- DOCUMENT:
○ ○ ○ ○ ○
Que faire? La question reste d’actualité

Livre • Avec le livre posthume «Que faire?», le philosophe Louis Althusser (1918-1990) propose un vade-mecum pour la révolution à venir, axée sur l’analyse de lutte de la classe ouvrière, de telle sorte qu’elle puisse l’emporter sur la classe bourgeoise.

Louis althusser a créé une rupture salutaire dans un marxisme qu’avait simplifié la vulgate stalinienne (A. Espinosa)

Voici un petit livre incisif, clair et d’un didactisme limpide, dû au philosophe marxiste Louis Althusser (1918-1990), qui fait regretter que ce brillant professeur de l’École normale supérieure ne se soit pas vu confier des tâches de formation au sein du parti dont il était membre. Dans une lettre à son amie italienne Franca Madonia (sa traductrice en italien ainsi que de Michel Foucault notamment), il dit d’ailleurs que son désir serait, au fond, d’écrire des manuels ou des traités.
○ ○ ○ ○ ○
- MATÉRIEL FOURNI:

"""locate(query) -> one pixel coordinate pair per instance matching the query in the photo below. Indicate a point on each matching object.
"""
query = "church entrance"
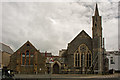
○ ○ ○ ○ ○
- CONSIGNE DÉTAILLÉE: Recopiez mot pour mot, s'il vous plaît, le passage du document situé entre « Voici un petit » et « ou des traités. », bornes incluses.

- RÉPONSE:
Voici un petit livre incisif, clair et d’un didactisme limpide, dû au philosophe marxiste Louis Althusser (1918-1990), qui fait regretter que ce brillant professeur de l’École normale supérieure ne se soit pas vu confier des tâches de formation au sein du parti dont il était membre. Dans une lettre à son amie italienne Franca Madonia (sa traductrice en italien ainsi que de Michel Foucault notamment), il dit d’ailleurs que son désir serait, au fond, d’écrire des manuels ou des traités.